▶ _Instructions for the task_
Rewrite the items below as a numbered list, starting at the line that contains "mark the roof antenna" and ending after the line that contains "[295,231,333,294]". Omit blank lines and the picture markers.

***

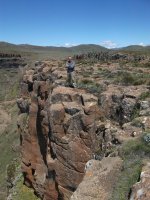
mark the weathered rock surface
[130,162,150,200]
[71,157,122,200]
[17,61,150,200]
[18,61,104,200]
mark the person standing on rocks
[66,56,76,88]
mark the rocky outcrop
[18,63,104,200]
[71,157,123,200]
[99,85,149,126]
[130,162,150,200]
[0,57,26,69]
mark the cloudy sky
[0,0,150,48]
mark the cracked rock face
[18,61,100,200]
[71,157,123,200]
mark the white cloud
[101,40,118,49]
[139,42,145,47]
[64,43,76,47]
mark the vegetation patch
[111,137,150,200]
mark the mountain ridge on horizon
[0,41,150,60]
[0,41,150,50]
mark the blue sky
[0,0,150,48]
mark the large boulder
[17,64,104,200]
[71,157,122,200]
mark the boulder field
[17,61,150,200]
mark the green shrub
[111,138,150,200]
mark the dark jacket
[66,60,75,73]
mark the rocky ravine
[17,62,149,200]
[18,61,105,200]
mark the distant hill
[0,42,108,58]
[0,42,150,60]
[121,45,150,51]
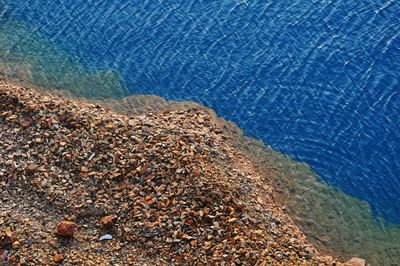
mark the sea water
[0,0,400,260]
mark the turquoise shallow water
[0,0,400,264]
[1,0,400,222]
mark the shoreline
[0,81,362,265]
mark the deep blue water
[0,0,400,223]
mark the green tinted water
[0,21,127,98]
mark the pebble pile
[0,82,346,265]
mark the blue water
[0,0,400,223]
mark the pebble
[99,234,112,241]
[56,221,78,237]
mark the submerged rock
[0,83,346,265]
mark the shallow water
[0,0,400,264]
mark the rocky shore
[0,81,365,265]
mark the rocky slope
[0,82,362,265]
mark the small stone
[12,241,21,249]
[0,249,8,263]
[99,234,112,241]
[100,215,117,227]
[56,221,78,237]
[53,254,64,263]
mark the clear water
[0,0,400,262]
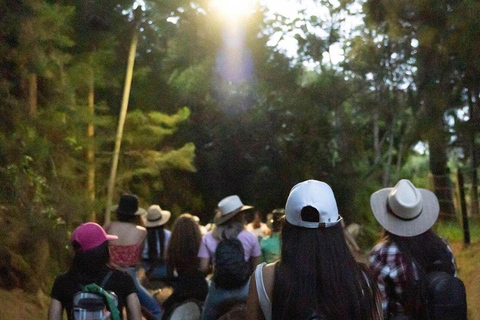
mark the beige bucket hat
[370,179,440,237]
[215,195,253,225]
[144,204,172,228]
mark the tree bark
[105,30,138,223]
[468,90,480,218]
[383,117,395,188]
[27,73,38,118]
[373,108,382,165]
[87,67,96,221]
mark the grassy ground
[436,221,480,320]
[0,289,49,320]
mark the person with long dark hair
[369,179,456,319]
[142,204,171,279]
[247,180,381,320]
[48,222,142,320]
[162,213,208,317]
[105,194,162,320]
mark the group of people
[49,180,460,320]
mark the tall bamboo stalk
[105,30,138,223]
[87,67,96,221]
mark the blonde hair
[212,212,245,241]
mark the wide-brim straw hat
[144,204,172,228]
[110,194,147,216]
[370,179,440,237]
[215,195,253,225]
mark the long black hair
[147,225,167,263]
[69,241,110,283]
[272,207,381,320]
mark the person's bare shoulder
[262,262,277,301]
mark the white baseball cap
[285,180,342,229]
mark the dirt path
[451,242,480,320]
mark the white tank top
[255,262,272,320]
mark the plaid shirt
[369,240,457,319]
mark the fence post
[457,170,470,245]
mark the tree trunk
[87,68,96,221]
[417,27,455,219]
[105,30,138,223]
[373,108,382,165]
[383,117,395,188]
[27,73,38,118]
[428,129,455,218]
[468,90,480,218]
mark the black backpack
[418,271,467,320]
[213,239,251,290]
[72,271,121,320]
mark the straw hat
[285,180,342,229]
[370,179,440,237]
[215,195,253,225]
[110,194,147,216]
[144,204,172,228]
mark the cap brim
[110,204,147,216]
[107,234,118,240]
[215,206,253,225]
[370,188,440,237]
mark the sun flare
[212,0,257,21]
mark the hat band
[147,215,162,222]
[387,202,423,221]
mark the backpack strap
[100,270,113,288]
[255,262,272,320]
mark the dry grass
[0,289,49,320]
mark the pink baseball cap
[72,222,118,252]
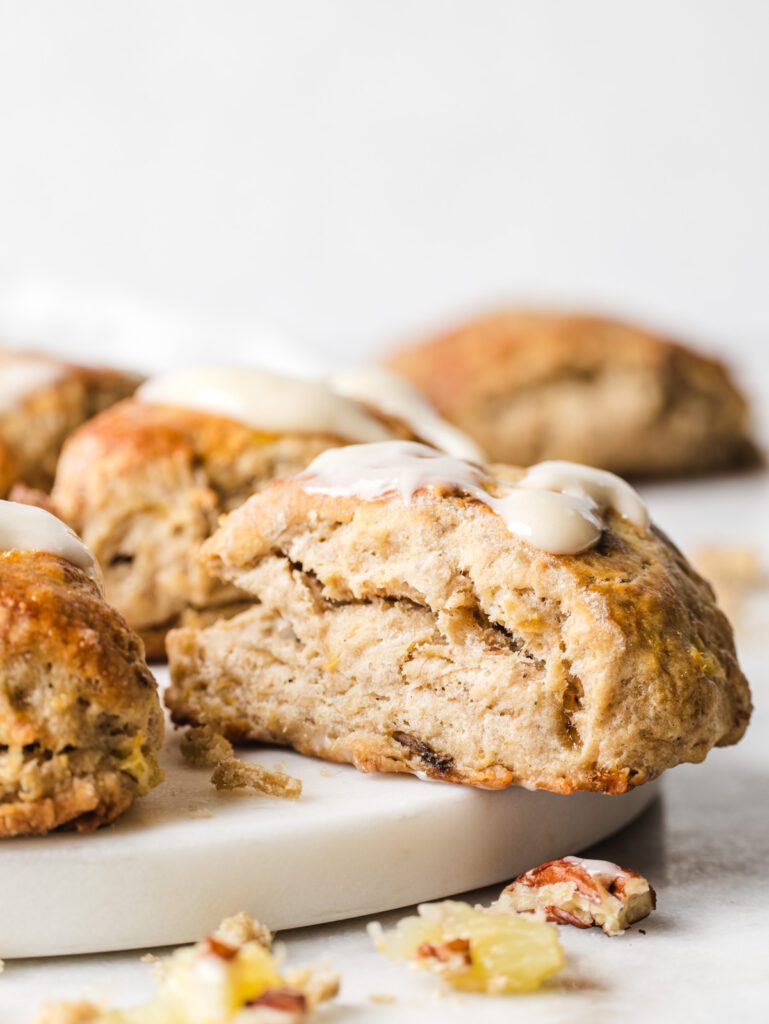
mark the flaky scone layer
[387,310,760,476]
[52,399,364,638]
[167,480,751,793]
[0,552,163,837]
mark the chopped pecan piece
[246,988,307,1020]
[498,857,656,935]
[417,939,472,967]
[206,935,239,959]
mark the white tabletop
[0,475,769,1024]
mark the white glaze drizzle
[136,367,392,442]
[0,501,99,581]
[298,441,648,555]
[0,354,67,413]
[330,367,485,462]
[518,461,649,530]
[563,857,628,885]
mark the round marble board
[0,670,656,957]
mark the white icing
[136,367,392,442]
[563,857,628,883]
[0,501,99,580]
[331,367,485,462]
[518,462,649,530]
[299,441,648,555]
[0,355,67,413]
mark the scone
[0,502,163,837]
[387,311,760,477]
[167,442,751,794]
[0,352,141,498]
[51,367,408,657]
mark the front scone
[0,502,163,837]
[52,367,438,657]
[167,442,751,793]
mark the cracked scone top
[0,502,163,837]
[167,445,751,793]
[57,367,479,657]
[301,441,649,555]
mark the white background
[0,0,769,372]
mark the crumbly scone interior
[52,400,352,630]
[167,485,750,793]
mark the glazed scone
[0,352,141,498]
[52,367,397,657]
[387,310,760,477]
[0,502,163,837]
[166,442,751,793]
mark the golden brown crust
[0,552,163,836]
[386,310,760,476]
[52,399,403,643]
[167,480,751,794]
[0,352,141,497]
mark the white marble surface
[0,474,769,1024]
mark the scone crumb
[35,999,103,1024]
[284,964,341,1010]
[211,757,302,800]
[187,804,214,819]
[213,910,272,949]
[180,725,232,768]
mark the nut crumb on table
[211,758,302,800]
[496,857,656,935]
[180,724,302,798]
[36,912,339,1024]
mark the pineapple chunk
[369,900,564,995]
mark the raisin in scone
[167,442,751,793]
[0,352,141,498]
[0,502,163,837]
[52,367,481,657]
[387,310,760,477]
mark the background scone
[52,367,479,657]
[167,442,751,793]
[0,502,163,837]
[0,351,141,498]
[387,310,760,476]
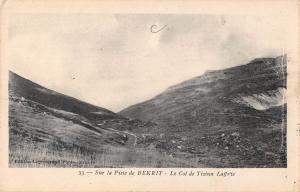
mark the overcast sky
[9,14,286,112]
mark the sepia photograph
[0,0,300,192]
[7,13,289,168]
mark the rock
[231,132,240,137]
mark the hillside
[119,57,286,132]
[9,72,183,167]
[119,56,287,167]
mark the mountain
[8,56,287,168]
[119,55,287,167]
[119,54,286,132]
[8,71,174,167]
[9,71,123,120]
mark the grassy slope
[9,98,198,167]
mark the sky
[8,14,286,112]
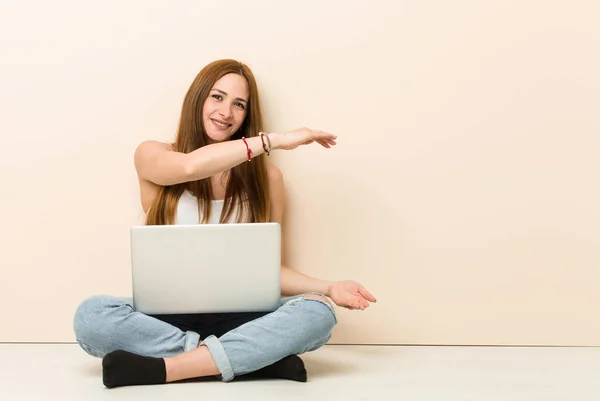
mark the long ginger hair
[146,59,270,225]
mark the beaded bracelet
[258,131,271,156]
[242,137,252,161]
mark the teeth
[213,120,229,128]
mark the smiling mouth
[210,118,231,128]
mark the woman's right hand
[267,128,337,150]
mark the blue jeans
[73,294,337,381]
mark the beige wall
[0,0,600,345]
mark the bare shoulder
[135,140,173,157]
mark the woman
[74,60,375,387]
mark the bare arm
[134,137,264,186]
[134,128,336,186]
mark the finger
[315,131,337,139]
[358,287,377,302]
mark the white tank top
[175,190,239,225]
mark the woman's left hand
[328,280,377,310]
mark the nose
[219,103,231,119]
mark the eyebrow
[212,88,248,103]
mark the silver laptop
[131,223,281,315]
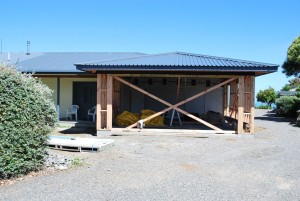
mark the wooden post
[250,76,255,134]
[223,84,228,116]
[113,76,236,133]
[237,76,245,134]
[96,74,102,131]
[106,75,113,130]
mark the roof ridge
[177,52,278,66]
[74,52,179,65]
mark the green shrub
[0,64,56,178]
[276,96,300,117]
[256,105,272,109]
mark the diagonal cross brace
[113,76,236,132]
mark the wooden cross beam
[113,76,236,132]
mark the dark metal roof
[75,52,279,73]
[0,52,145,73]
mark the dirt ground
[0,110,300,201]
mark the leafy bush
[281,84,292,91]
[0,64,56,178]
[256,105,272,109]
[276,96,300,117]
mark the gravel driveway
[0,110,300,201]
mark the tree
[282,36,300,77]
[289,77,300,88]
[256,87,277,107]
[281,84,291,91]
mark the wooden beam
[106,75,113,130]
[96,74,102,130]
[33,74,97,78]
[114,74,240,79]
[113,76,235,131]
[237,76,245,134]
[113,76,223,132]
[250,76,255,134]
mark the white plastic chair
[87,106,97,122]
[67,105,79,121]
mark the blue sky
[0,0,300,96]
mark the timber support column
[96,74,113,136]
[250,76,255,134]
[237,76,245,134]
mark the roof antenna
[26,41,30,55]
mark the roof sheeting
[75,52,278,72]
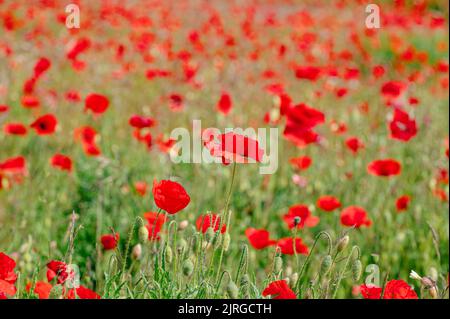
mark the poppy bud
[131,244,142,260]
[241,274,250,286]
[227,280,239,299]
[320,255,333,277]
[223,233,231,251]
[336,235,350,253]
[183,259,194,277]
[178,220,189,230]
[164,246,173,264]
[205,227,215,243]
[289,272,298,285]
[352,259,362,281]
[177,238,187,254]
[273,256,283,274]
[48,285,63,299]
[138,226,148,243]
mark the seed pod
[273,256,283,274]
[138,226,149,243]
[223,233,231,251]
[177,238,187,253]
[48,285,63,299]
[241,274,250,286]
[183,259,194,277]
[205,227,215,243]
[320,255,333,277]
[164,245,173,264]
[131,244,142,259]
[352,259,362,281]
[227,279,239,299]
[336,235,350,252]
[178,220,189,230]
[289,272,298,285]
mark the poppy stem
[216,162,237,282]
[295,231,333,294]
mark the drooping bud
[289,272,298,285]
[227,280,239,299]
[273,256,283,274]
[183,259,194,277]
[164,245,173,264]
[131,244,142,259]
[352,259,362,281]
[48,285,63,299]
[320,255,333,277]
[177,238,187,253]
[178,220,189,230]
[138,226,148,243]
[336,235,350,252]
[223,232,231,251]
[205,227,215,243]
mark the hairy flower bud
[336,235,350,252]
[352,259,362,281]
[164,245,173,264]
[138,226,148,243]
[273,256,283,274]
[227,280,239,299]
[320,255,333,277]
[183,259,194,277]
[131,244,142,259]
[223,232,231,251]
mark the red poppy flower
[361,279,418,299]
[67,285,101,299]
[0,104,9,114]
[128,115,156,129]
[217,92,233,115]
[85,93,109,114]
[34,58,52,78]
[341,206,372,228]
[383,280,418,299]
[389,109,417,142]
[50,154,72,172]
[317,195,341,212]
[283,103,325,146]
[395,195,411,212]
[0,156,26,174]
[345,137,364,154]
[195,214,227,234]
[47,260,70,284]
[100,233,120,250]
[262,280,297,299]
[169,93,183,111]
[381,81,406,98]
[360,284,383,299]
[25,281,53,299]
[277,237,309,255]
[245,228,276,249]
[3,123,27,136]
[283,205,320,229]
[153,180,191,214]
[134,181,148,196]
[205,132,264,165]
[367,159,402,177]
[21,95,41,109]
[144,212,167,240]
[295,66,320,81]
[289,156,312,171]
[30,114,58,135]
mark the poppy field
[0,0,449,302]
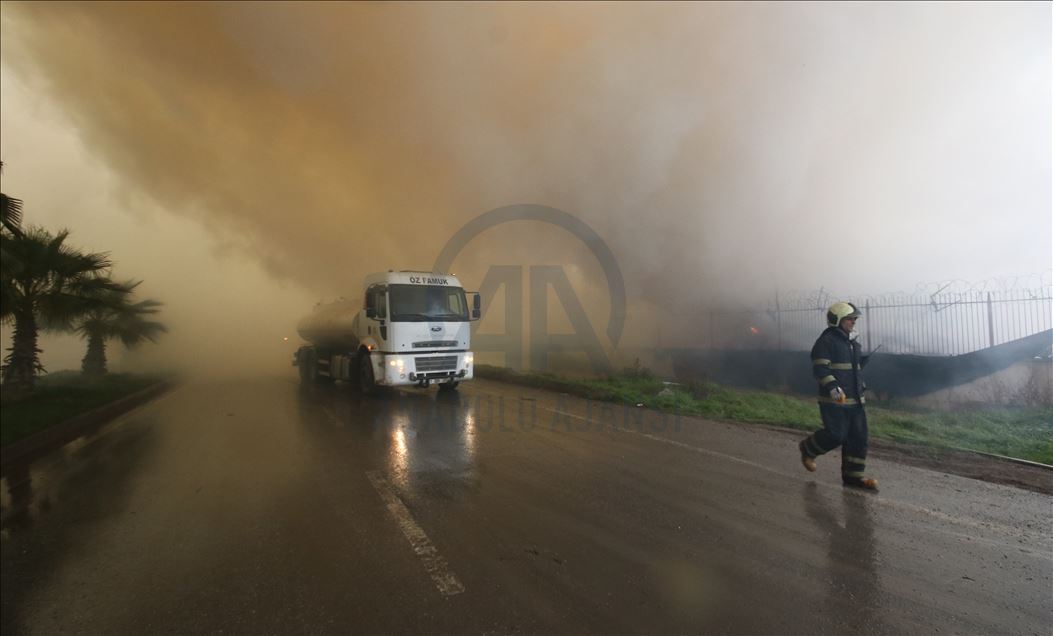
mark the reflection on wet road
[0,378,1053,634]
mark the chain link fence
[709,274,1053,356]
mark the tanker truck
[293,271,480,394]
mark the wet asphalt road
[0,378,1053,635]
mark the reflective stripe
[816,396,867,406]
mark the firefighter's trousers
[800,403,868,481]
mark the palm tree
[0,226,120,393]
[0,161,22,236]
[74,281,168,376]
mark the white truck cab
[293,271,480,393]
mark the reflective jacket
[812,326,868,406]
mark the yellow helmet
[827,300,862,326]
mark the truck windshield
[388,285,468,322]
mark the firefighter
[798,301,877,491]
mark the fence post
[988,292,994,346]
[775,290,782,351]
[862,298,874,353]
[710,310,717,350]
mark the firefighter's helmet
[827,300,862,326]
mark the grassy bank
[476,365,1053,464]
[0,371,161,445]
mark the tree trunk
[80,334,106,376]
[3,312,44,393]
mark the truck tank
[296,300,361,351]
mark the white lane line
[541,406,1053,560]
[365,471,464,596]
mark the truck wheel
[358,352,377,395]
[300,349,318,384]
[300,349,333,384]
[296,350,312,384]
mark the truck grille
[414,356,457,373]
[413,340,457,349]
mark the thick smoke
[3,2,1053,362]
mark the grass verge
[476,365,1053,464]
[0,371,162,445]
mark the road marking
[541,406,1053,560]
[365,471,464,596]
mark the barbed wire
[767,270,1053,310]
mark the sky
[0,2,1053,371]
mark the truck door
[365,285,391,351]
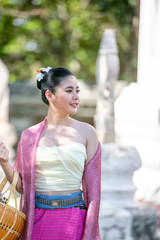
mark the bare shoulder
[78,123,98,164]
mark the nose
[73,92,79,99]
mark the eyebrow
[65,86,79,89]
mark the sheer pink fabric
[14,118,101,240]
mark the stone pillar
[95,29,119,143]
[0,60,17,167]
[115,0,160,204]
[100,144,141,240]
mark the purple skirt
[32,207,86,240]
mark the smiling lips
[70,103,78,108]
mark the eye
[66,89,72,93]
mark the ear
[45,90,54,102]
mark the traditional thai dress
[14,118,101,240]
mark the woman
[0,67,101,240]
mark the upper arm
[86,125,98,164]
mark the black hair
[37,67,74,105]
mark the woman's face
[53,76,80,114]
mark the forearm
[1,162,22,193]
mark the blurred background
[0,0,139,83]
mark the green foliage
[0,0,137,82]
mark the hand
[0,142,9,164]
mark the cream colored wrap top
[35,142,87,192]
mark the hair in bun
[36,67,74,105]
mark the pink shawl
[14,118,101,240]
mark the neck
[47,107,71,127]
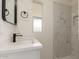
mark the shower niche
[2,0,17,25]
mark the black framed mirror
[2,0,17,25]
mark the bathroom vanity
[0,39,42,59]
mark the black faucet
[13,33,23,42]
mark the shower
[53,0,79,59]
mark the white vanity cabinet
[0,40,42,59]
[1,51,40,59]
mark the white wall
[0,0,33,45]
[53,0,72,5]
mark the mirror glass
[32,2,43,32]
[2,0,17,25]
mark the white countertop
[0,39,42,54]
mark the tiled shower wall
[54,2,72,58]
[71,0,79,56]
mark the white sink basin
[0,39,42,54]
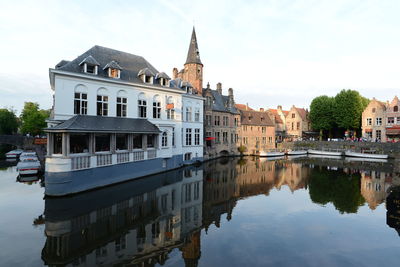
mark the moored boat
[344,150,389,159]
[6,149,23,159]
[308,149,343,157]
[260,150,285,157]
[286,149,307,156]
[19,151,37,161]
[17,157,40,175]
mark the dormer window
[181,82,193,94]
[138,68,156,84]
[156,72,171,86]
[103,60,122,79]
[79,56,100,75]
[85,63,97,74]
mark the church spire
[185,26,203,65]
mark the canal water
[0,157,400,266]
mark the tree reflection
[309,168,365,214]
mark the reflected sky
[0,158,400,266]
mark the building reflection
[42,168,203,266]
[42,158,400,266]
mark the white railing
[117,152,129,163]
[147,149,157,159]
[71,156,90,170]
[97,154,112,166]
[133,151,144,161]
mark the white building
[46,46,203,195]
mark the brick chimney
[172,68,178,79]
[217,83,222,95]
[228,88,235,108]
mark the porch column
[128,134,133,151]
[142,134,147,151]
[110,133,117,154]
[62,133,69,157]
[47,133,54,156]
[89,133,95,155]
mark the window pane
[133,134,142,148]
[95,134,110,152]
[53,133,62,154]
[69,134,89,153]
[116,134,128,150]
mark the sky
[0,0,400,113]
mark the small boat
[287,154,307,160]
[308,149,343,157]
[17,175,39,183]
[6,149,23,159]
[260,150,285,157]
[307,154,342,160]
[17,157,40,175]
[19,151,37,161]
[344,150,389,159]
[286,149,307,156]
[345,157,388,163]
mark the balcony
[68,149,157,171]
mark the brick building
[286,105,311,141]
[203,83,240,159]
[236,104,275,155]
[361,96,400,142]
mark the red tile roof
[235,104,254,110]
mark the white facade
[49,69,203,165]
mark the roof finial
[185,26,203,65]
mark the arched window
[74,84,87,115]
[166,96,175,120]
[194,104,200,122]
[138,93,147,118]
[161,132,168,147]
[117,90,128,117]
[97,88,108,116]
[153,95,161,119]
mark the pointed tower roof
[185,27,203,65]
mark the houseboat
[307,149,343,157]
[6,149,23,159]
[344,150,389,159]
[45,43,203,196]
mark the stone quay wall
[278,141,400,161]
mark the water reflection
[40,157,400,266]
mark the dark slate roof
[79,55,100,66]
[185,27,203,65]
[203,88,239,114]
[138,68,156,77]
[103,60,122,70]
[156,72,171,80]
[46,115,160,133]
[55,59,70,69]
[240,110,274,126]
[58,45,166,83]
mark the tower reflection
[42,158,400,266]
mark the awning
[45,115,161,134]
[386,128,400,135]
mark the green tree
[0,108,18,134]
[334,89,368,134]
[20,102,50,135]
[310,95,335,139]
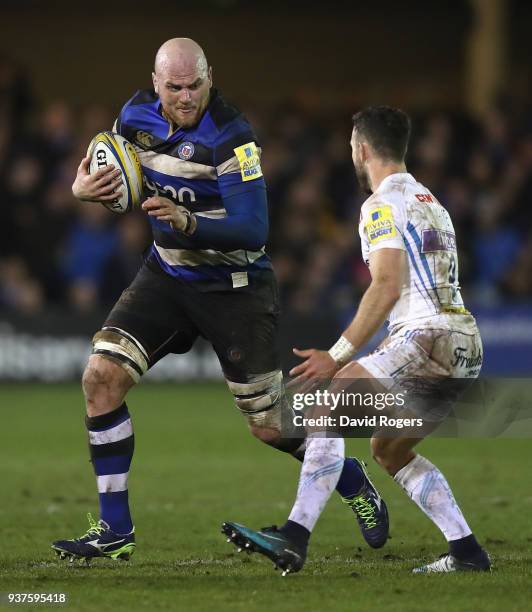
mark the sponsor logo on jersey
[365,206,397,244]
[233,142,262,181]
[177,142,194,161]
[135,130,153,147]
[416,193,434,204]
[421,229,456,253]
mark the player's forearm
[329,282,400,365]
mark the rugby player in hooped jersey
[225,107,491,573]
[52,38,388,560]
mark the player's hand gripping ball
[77,132,143,214]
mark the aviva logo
[233,142,262,181]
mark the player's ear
[358,142,371,162]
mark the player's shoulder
[121,89,159,115]
[114,89,168,150]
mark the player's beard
[354,159,372,194]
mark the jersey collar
[376,172,417,191]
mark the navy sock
[336,457,366,498]
[449,534,481,559]
[279,520,310,548]
[85,402,135,534]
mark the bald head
[152,38,212,128]
[154,38,209,78]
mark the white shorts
[358,315,483,419]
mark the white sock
[394,455,471,542]
[288,433,345,531]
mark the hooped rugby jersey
[359,172,467,327]
[113,88,271,291]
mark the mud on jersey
[113,89,271,291]
[359,173,471,328]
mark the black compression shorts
[104,264,280,382]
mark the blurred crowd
[0,57,532,316]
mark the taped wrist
[329,336,356,366]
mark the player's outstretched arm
[72,157,122,202]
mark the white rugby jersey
[359,172,467,327]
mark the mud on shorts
[358,314,483,421]
[103,264,280,382]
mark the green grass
[0,384,532,612]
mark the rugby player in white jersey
[225,106,491,573]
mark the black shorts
[104,264,280,382]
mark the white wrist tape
[329,336,356,365]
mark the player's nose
[179,87,192,103]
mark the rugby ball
[87,132,143,214]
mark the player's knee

***

▶ _Task output_
1. mark the roof antenna
2. [26,41,30,55]
3. mark the roof sheeting
4. [75,52,278,72]
5. mark the poppy bud
6. [131,244,142,260]
7. [241,274,250,286]
8. [227,280,239,299]
9. [320,255,333,277]
10. [223,233,231,251]
11. [336,235,350,253]
12. [183,259,194,277]
13. [178,220,189,230]
14. [164,246,173,264]
15. [205,227,215,243]
16. [289,272,298,285]
17. [352,259,362,281]
18. [177,238,187,254]
19. [273,256,283,274]
20. [48,285,63,299]
21. [138,226,148,243]
22. mark the seed pod
23. [273,256,283,274]
24. [138,226,149,243]
25. [223,233,231,251]
26. [177,238,187,253]
27. [48,285,63,299]
28. [241,274,250,286]
29. [183,259,194,277]
30. [205,227,215,243]
31. [320,255,333,277]
32. [164,245,173,264]
33. [131,244,142,259]
34. [352,259,362,281]
35. [227,279,239,299]
36. [336,235,350,252]
37. [178,220,189,230]
38. [289,272,298,285]
39. mark the poppy stem
40. [216,162,237,282]
41. [295,231,333,294]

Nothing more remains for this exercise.